▸ WHAT YOU NEED TO DO: In the article on Lionstone Investments and mixed-use developments, what range of price reductions did Paterson say he had seen on deals getting done?

Mixed-Use Developments Are A Key Part Of Lionstone’s Investment Strategy
GreenStreet, a development by Midway in partnership with Lionstone Investments, in Downtown Houston

The coronavirus pandemic has prompted global discussions about how people will shop, work and mingle in the future. Though still only a few months into the crisis, some theories suggest that consumers will prefer e-commerce and working from home, for both health and quality-of-life reasons.

Others have suggested that trends that were popular before the pandemic will simply accelerate. When it comes to commercial real estate, you can’t get much more popular than mixed-use developments.

Though the pandemic has brought deal flow to nearly a complete halt, Lionstone Investments is focused on mixed-use developments as a part of its long-term investment strategy.

“On a long-term basis, we still believe in the mixed-use concept and the mixed-use principles,” Lionstone Investments Chief Operating Officer and Head of Portfolio Management Tom Paterson said during a Bisnow webinar June 4.

“We think, for a period of time, the level of density may become a little bit more moderate. The idea of the level of density, for example, in New York, is a lot, and the idea of sending people through concrete tunnels and metal tubes on trains to come into the city, it’s going to take some time to heal and recover,” Paterson said.

Paterson noted that the company owned a substantial amount of infill properties, located in both central business districts and nearby suburban areas.

“Some are in CBDs, or some are nearby and in urban infill type of locations, and we think that can still work, will still definitely work,” Paterson said.

Lionstone Investments CEO Jane Page said that knowledge workers in the millennial age group want places where they can live, work and play.

“They don’t want to just go to a stand-alone office building at the intersection of freeway and freeway. They really want to be where a community is, they want to be where there’s green space, they want to be where they can interact with people,” Page said. “We believe we’ve been on this path for several years, and I think it’s just now going to accelerate.”

Paterson said that the company has been tracking opportunities across the 17 markets that Lionstone invests in, and that of the deals that were in the market or under contract before March, only about half have closed.

“Those are typically the ones that might have had their debt already in place, commitments from lenders. They might have already heard nonrefundable earnest money from buyers, that they weren’t ready to walk away from that,” Paterson said. “The availability of financing has been a really big aspect of it.”

Despite the challenges, Lionstone sold a Dallas office building in April, which was continuing to perform, had good occupancy and was continuing to collect rent from tenants.

More broadly, for deals getting done, Paterson said he had seen price reductions ranging from 5% to 15%. The repricing of hotels and retail could see price reductions of potentially between 30% and 50%.

“We think that’s a short-term phenomenon rather than a long-term one, but it kind of shows you the depth and breadth of that spectrum of impact and value,” Paterson said.

▸ INFORMATION SHOWN:
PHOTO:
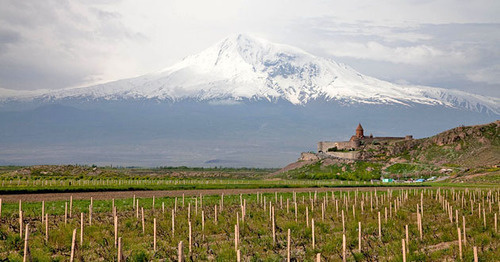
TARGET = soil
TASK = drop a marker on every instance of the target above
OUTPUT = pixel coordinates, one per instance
(172, 193)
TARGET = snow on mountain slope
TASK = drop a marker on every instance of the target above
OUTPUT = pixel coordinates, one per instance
(244, 67)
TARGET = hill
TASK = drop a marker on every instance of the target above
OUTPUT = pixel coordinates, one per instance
(461, 151)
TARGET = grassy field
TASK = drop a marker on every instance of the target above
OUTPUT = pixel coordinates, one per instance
(214, 240)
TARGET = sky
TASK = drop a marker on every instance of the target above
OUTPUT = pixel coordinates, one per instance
(55, 44)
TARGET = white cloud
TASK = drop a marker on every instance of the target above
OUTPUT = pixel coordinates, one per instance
(489, 75)
(56, 44)
(415, 55)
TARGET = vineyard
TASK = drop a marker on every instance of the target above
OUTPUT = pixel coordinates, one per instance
(356, 224)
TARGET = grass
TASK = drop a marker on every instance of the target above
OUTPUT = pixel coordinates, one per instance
(216, 241)
(358, 171)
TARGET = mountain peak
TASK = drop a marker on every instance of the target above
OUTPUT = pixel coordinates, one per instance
(242, 66)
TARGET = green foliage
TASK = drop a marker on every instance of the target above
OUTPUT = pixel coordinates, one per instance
(359, 171)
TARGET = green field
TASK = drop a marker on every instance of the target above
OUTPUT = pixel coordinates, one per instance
(216, 240)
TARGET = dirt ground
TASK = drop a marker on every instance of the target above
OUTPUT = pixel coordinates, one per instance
(172, 193)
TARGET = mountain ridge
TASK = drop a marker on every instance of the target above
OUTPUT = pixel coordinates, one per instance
(243, 67)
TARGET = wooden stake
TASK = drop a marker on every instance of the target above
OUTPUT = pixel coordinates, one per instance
(379, 227)
(407, 239)
(70, 205)
(190, 237)
(90, 215)
(43, 210)
(81, 229)
(344, 258)
(47, 228)
(26, 256)
(288, 247)
(343, 221)
(180, 253)
(403, 249)
(463, 228)
(274, 229)
(496, 221)
(419, 219)
(173, 222)
(215, 217)
(307, 216)
(73, 246)
(359, 236)
(115, 220)
(142, 218)
(313, 239)
(235, 237)
(120, 250)
(20, 223)
(459, 242)
(203, 224)
(295, 211)
(65, 213)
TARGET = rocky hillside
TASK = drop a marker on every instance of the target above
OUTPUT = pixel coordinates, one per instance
(461, 150)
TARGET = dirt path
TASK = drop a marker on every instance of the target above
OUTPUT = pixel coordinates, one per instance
(165, 193)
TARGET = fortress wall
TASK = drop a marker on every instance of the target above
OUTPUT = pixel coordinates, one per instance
(353, 155)
(323, 146)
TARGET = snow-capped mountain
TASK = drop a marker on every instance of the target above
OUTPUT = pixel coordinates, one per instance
(243, 67)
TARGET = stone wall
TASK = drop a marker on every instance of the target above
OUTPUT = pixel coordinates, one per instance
(306, 156)
(353, 155)
(340, 145)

▸ ANSWER SECTION: Price reductions ranging from 5% to 15%.